**What you need to do**
1. In the introduction on focus stacking, what two drawbacks come from decreasing the aperture size to extend the depth-of-field?
2. Name every kind of transform coefficient that the introduction on focus stacking gives as fused in transform domain approaches.
3. Resume the introduction on focus stacking after its final sentence and carry it forward.

**Selected extract**
━━━━━━━━

1 Introduction

In general photography, optical imaging systems always have limited depth-of-field: optical lenses focus on a specific plane, while leaving other regions of the scene blurred. Although decreasing the aperture size could extend the DOF in some extent, this would lead to lower signal-to-noise ratio and longer exposure time. To overcome this limitation, focus-stacking has become more popular with the development of digital imaging technology [2, 5, 14]. It captures a sequence of images focused at various planes and fuses them into a single all-in-focus image.

The focus stacking technique has attracted a lot of attentions in the last decade, which could be divided into 2 categories: transform domain fusion approaches and depth-based approaches. For transform domain fusion approaches, source images are converted in transform domain, then corresponding transform coefficients (DWT [10], DSIFT [7], DCT [3]) are fused, finally the all-in-focus image is reconstructed by the inverse transform. These methods are usually complicated and unstable with variation of transform coefficients.

In depth-based methods [9, 11, 15], they firstly extract some sparse pixels whose depth values are the sharpest index across the stack, then propagate them to the dense depthmap, finally the all-in-focus image is generated by fusing pixels in the stack according to the depthmap. Suwajanakorn et al. [11] used sharpness measurement and formulated the fusing problem as a multi-labeled MRF optimization problem. Moeller chose well-known modified Laplacian (MLAP) function as the measure of contrast, and propagated the resulting depth estimates in a single variational approach (VDFF [9]). Aguet et al. [1] also estimated the all-in-focus image with a model based 2.5D deconvolution method. In all methods above, the depth values of extracted sparse points are affected and noised by false edges occurred in large blur kernel case. To remove false edges, we proposed max-gradient flow [15] to extract true source points, and gave an iterative anchored rolling filter to estimate the all-in-focus image. However, in all the sparse-to-dense propagation processes in these depth-based methods, the final depthmap is affected by colored texture and structure differences in guided images.

━━━━━━━━

**Data block**

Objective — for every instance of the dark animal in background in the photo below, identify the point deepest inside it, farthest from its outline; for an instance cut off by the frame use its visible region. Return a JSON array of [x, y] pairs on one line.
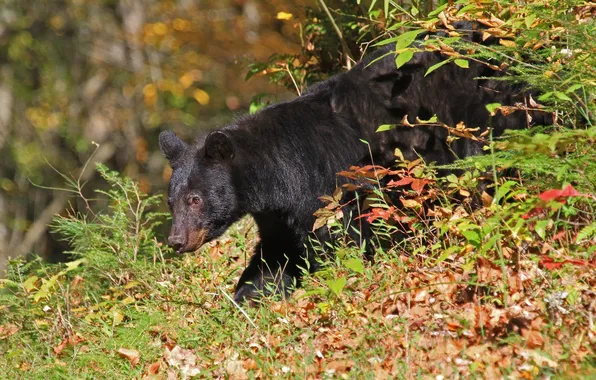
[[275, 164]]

━━━━━━━━

**Outputs**
1. A lower signal-to-noise ratio and a longer exposure time.

2. DWT, DSIFT, DCT

3.
In this paper, we propose a novel focus stacking method based on max-gradient flow and labeled Laplacian depth propagation. Firstly, we construct sparse depthmap with the max-gradient-flow proposed in our previous MGF-ARF method [15]. Then we design a depth-edge operator to give these sparse points 2 different labels: off-plane edges and in-plane edges. Here in-plane edges are image edges at the same depth plane, while off-plane edges are image edges at boundaries of different depth planes. Only off-plane edges are then utilized in the labeled-Laplacian depth propagation to generate final dense depthmap which is smoothed at textures in the same depth plane and strengthened at boundaries between different depth planes. Experiments show that our depthmap is smoothed at textures in the same depth plane and sharpened at depth boundaries, while the all-in-focus image is refined and superior to other state-of-the-art methods.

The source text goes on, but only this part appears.